=== EXERCISE ===
Word for word, copy out every line of the records, omitting each picture.

=== Point localization data ===
+++

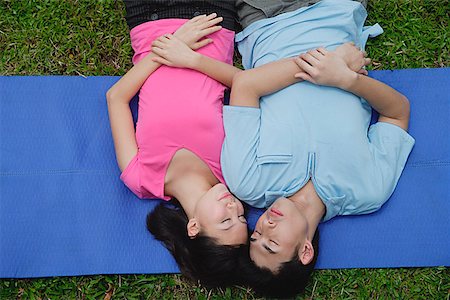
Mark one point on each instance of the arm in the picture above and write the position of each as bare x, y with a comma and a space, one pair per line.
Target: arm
120, 94
175, 53
118, 99
325, 68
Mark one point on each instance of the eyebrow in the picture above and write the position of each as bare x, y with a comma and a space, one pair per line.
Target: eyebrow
224, 229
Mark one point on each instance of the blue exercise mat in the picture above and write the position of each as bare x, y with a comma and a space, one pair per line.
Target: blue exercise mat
64, 211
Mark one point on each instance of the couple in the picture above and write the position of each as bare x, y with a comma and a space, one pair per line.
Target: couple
295, 138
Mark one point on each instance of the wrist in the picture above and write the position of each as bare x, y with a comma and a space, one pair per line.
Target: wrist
196, 61
349, 81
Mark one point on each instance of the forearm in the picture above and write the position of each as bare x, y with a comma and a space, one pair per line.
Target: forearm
128, 86
122, 128
388, 102
217, 70
250, 85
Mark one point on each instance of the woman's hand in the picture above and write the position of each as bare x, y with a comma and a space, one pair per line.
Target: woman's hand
174, 53
193, 31
355, 59
325, 68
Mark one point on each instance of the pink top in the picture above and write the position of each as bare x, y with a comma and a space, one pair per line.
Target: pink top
178, 108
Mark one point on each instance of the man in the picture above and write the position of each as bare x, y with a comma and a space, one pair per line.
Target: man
306, 151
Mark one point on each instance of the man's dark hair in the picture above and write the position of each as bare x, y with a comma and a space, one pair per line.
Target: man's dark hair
291, 278
199, 259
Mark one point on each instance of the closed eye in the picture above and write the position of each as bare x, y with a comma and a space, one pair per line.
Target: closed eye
242, 219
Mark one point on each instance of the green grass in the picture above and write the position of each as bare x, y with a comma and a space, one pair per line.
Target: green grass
90, 37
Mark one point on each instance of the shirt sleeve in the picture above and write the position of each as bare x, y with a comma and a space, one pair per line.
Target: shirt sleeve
390, 147
238, 160
131, 176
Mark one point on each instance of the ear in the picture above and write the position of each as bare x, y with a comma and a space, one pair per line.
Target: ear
306, 253
193, 228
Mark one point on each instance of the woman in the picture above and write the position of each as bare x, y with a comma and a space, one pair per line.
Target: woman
175, 150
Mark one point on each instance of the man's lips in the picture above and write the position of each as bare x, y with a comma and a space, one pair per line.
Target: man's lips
276, 212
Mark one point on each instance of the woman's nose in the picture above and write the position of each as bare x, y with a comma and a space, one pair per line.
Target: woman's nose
231, 203
269, 223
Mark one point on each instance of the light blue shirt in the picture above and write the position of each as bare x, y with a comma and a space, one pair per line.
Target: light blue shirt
307, 131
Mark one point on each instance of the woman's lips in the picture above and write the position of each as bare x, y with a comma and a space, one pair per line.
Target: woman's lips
224, 196
276, 212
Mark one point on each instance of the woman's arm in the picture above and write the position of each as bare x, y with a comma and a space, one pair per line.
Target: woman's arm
250, 85
118, 99
325, 68
120, 94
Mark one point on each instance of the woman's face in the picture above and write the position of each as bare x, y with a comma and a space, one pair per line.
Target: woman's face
279, 232
221, 216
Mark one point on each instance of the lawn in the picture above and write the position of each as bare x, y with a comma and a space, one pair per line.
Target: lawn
90, 37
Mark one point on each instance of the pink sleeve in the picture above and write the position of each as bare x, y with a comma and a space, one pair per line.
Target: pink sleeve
131, 176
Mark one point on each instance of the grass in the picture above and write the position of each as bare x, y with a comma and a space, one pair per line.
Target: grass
87, 37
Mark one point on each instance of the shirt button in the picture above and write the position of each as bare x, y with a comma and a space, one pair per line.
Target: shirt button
154, 17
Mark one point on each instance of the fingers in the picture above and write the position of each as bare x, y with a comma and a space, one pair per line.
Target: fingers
210, 30
162, 61
212, 22
363, 72
322, 50
197, 18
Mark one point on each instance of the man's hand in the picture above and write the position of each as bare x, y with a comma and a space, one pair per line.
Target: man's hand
193, 31
173, 52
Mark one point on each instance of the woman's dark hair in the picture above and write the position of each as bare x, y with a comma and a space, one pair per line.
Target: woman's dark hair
290, 279
199, 259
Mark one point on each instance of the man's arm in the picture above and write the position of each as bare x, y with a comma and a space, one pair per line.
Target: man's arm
251, 85
121, 93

+++

=== PROBLEM SOLUTION ===
Mark one point on each instance of the arm in the picture above and write the position of each as bare x, y with a comma and a space, one pair per line.
Target: arm
120, 94
175, 53
118, 99
325, 68
Mark one point on each instance of the eyebrow in the picture above and write the position of each as bare x, y with a comma and a space, one pair per line.
Target: eyebrow
224, 229
Mark one point on each instance of the blue exercise mat in the picture above and write the position of each as bare x, y with a comma and a space, one pair per line.
Target: blue exercise mat
64, 211
Mark one point on each instance of the couple in the picture above and write the position of each as bare x, y with a comma and a space, one pair per line.
Target: couple
295, 138
Mark one point on each instance of the wrist in the picture above and write the position of each as bare x, y with a comma and a space, one pair per line.
Target: wrist
196, 61
349, 81
Mark one point on each instance of the forearm in the picture above and write the position of each as bare x, y with a comma and a space, one pair per line.
Target: forearm
128, 86
122, 128
388, 102
217, 70
250, 85
Mark one point on each instance of the woman's hand in the picture above and write the position of each as bare x, y with a comma and a space, one pair per line.
Target: woman's hand
174, 53
193, 31
355, 59
325, 68
Mark one point on each instance of the pink top in the picture above and write the position of each as bare x, y with a comma and a space, one pair per line.
Target: pink top
178, 108
Mark one point on each instance of the man in the picture above and write the position of each as bare x, y with a comma and a space, one pair per line.
Target: man
306, 151
Mark one point on each instance of the man's dark hair in the picture above and write the position of each as bare x, y with a comma and a space, one pair per line.
Target: man's dark hair
291, 278
199, 259
Mark one point on each instance of the closed eye in the picture above and write the position of each as bare x, y with a comma and a space, one pair per line.
Target: closed eye
242, 219
Mark one point on each instance of the green grass in the picture above and write the position of each as bare x, y with a comma and a space, one pair per line.
Target: green grass
90, 37
Mark one point on each instance of the shirt sleeve in the picture above and write the position of each as bare x, y with a comma and a space, one pair per line.
Target: shirt sleeve
390, 147
238, 160
131, 176
Mark one point on each instance of the ear in the picture above and write the position of each as bare x, y with a comma and a space, one pair per line.
Target: ear
306, 253
193, 228
Mark one point on each instance of the woman in the picture above and write the position of each as bare x, y with a comma and a space, one pair per line.
Target: woman
175, 150
Mark one point on each instance of the man's lips in the picture above and write the position of each as bare x, y with a comma and a space, one pair per line.
Target: man's lips
276, 212
Mark one point on each instance of the woman's nose in the picture above and write the position of each as bare x, y with a comma and a space, one pair per line.
Target: woman's nose
231, 203
269, 223
Mark one point on each instance of the light blue shirt in the picture above and write the position of each as bare x, y with a comma and a space, one pair per line.
Target: light blue shirt
307, 131
Mark one point on each instance of the woman's lips in the picture above and write the position of each as bare x, y with a comma and a space, one pair per line.
Target: woman's lips
224, 196
276, 212
Mark one point on each instance of the woman's arm in the picture above and write the position of each as bare x, y with a comma and a space, one pair per line.
Target: woman's arm
250, 85
118, 99
325, 68
120, 94
Mark one point on each instance of the woman's face in the picture above and write the position of each as bare x, y with a comma and a space, one pair per line.
Target: woman's face
279, 232
221, 216
Mark one point on each instance of the lawn in the picture above and write the position of each as bare x, y with a comma and a space, one pair per line.
Target: lawn
90, 37
Mark one point on each instance of the pink sleeve in the picture above and write the position of each as bare x, y with a comma and a space, one pair per line.
Target: pink sleeve
131, 176
Mark one point on each instance of the grass in the picture above and write the position of each as bare x, y with a comma and a space, one pair per line.
Target: grass
87, 37
Mark one point on each instance of the shirt button in the picture above and write the position of each as bare x, y with a comma and a space, one pair per line.
Target: shirt button
154, 17
Mark one point on each instance of the fingers in the picture above and write the position of each as bare x, y with a comma and a space, one pair per line.
Target: fingers
210, 30
162, 61
212, 22
363, 72
322, 50
197, 18
Mark one point on each instance of the man's hand in the picture above and write the position of each as bare x, y with a comma and a space, one pair per line.
Target: man's hand
193, 31
173, 52
Mark one point on each instance of the woman's dark hair in the picture above and write the position of each as bare x, y with a comma and a space, one pair per line.
Target: woman's dark hair
290, 279
199, 259
Mark one point on each instance of the man's arm in the picture above and write the position of each as bare x, y with a comma and a space, one pair per line.
Target: man's arm
251, 85
121, 93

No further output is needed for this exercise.